LIGNES FOURNIES:

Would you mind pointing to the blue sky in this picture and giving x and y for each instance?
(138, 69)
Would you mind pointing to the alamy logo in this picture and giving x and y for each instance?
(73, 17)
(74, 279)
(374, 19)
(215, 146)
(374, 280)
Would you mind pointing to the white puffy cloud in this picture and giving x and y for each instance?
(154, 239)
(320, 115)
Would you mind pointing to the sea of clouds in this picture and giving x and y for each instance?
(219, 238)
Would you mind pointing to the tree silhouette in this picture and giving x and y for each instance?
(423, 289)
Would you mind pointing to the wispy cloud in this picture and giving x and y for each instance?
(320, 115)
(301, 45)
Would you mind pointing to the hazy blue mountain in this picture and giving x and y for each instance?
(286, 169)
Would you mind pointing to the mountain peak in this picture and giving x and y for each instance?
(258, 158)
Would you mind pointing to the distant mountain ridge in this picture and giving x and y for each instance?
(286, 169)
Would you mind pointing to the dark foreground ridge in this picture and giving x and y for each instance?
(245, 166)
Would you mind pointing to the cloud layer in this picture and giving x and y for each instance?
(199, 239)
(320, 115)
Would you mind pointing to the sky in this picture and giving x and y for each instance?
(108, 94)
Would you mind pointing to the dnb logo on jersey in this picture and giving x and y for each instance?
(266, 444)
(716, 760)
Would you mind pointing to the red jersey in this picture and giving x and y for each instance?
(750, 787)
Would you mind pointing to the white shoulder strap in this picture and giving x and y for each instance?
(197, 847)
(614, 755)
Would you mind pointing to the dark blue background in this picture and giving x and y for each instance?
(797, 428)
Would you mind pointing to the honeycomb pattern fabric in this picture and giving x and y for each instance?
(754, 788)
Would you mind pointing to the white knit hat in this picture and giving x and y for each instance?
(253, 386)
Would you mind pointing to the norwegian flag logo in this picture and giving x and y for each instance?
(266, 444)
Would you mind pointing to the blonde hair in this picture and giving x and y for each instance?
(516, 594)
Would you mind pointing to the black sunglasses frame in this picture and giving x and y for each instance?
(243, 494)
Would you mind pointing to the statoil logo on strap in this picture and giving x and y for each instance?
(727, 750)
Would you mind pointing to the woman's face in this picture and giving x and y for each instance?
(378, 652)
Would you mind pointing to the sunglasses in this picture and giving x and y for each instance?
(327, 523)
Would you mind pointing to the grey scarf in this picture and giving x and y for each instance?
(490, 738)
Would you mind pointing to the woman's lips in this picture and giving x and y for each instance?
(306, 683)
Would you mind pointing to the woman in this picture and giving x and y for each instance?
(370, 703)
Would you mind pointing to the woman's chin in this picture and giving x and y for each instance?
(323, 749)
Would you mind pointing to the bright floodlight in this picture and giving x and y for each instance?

CONSIGNE: Redonnez les lignes, demandes comprises, depuis celle qui contient « Would you mind pointing to the sunglasses » jusqu'à la dernière ligne incluse, en mettant à l'échelle chaque coordonnée x et y des réponses par un facteur de 1,35, arrondie à l'entier le plus proche, les demis vers le haut. Ne fournissez que ces lignes.

RÉPONSE ATTENDUE:
Would you mind pointing to the sunglasses in this picture and giving x and y for each instance?
(441, 706)
Would you mind pointing to the grey scarf in this picture and giving x and y for each instance?
(662, 996)
Would you mind pointing to the woman's lips in this picture and giving x and y for each instance?
(413, 922)
Would you mind pointing to the woman in this picture and giving x and y for each instance?
(500, 949)
Would you mind pointing to the woman's chin in this picture and giving x and y for each instance?
(436, 1011)
Would you mind pointing to the bright floodlight in this picture and giving x and y for each instance?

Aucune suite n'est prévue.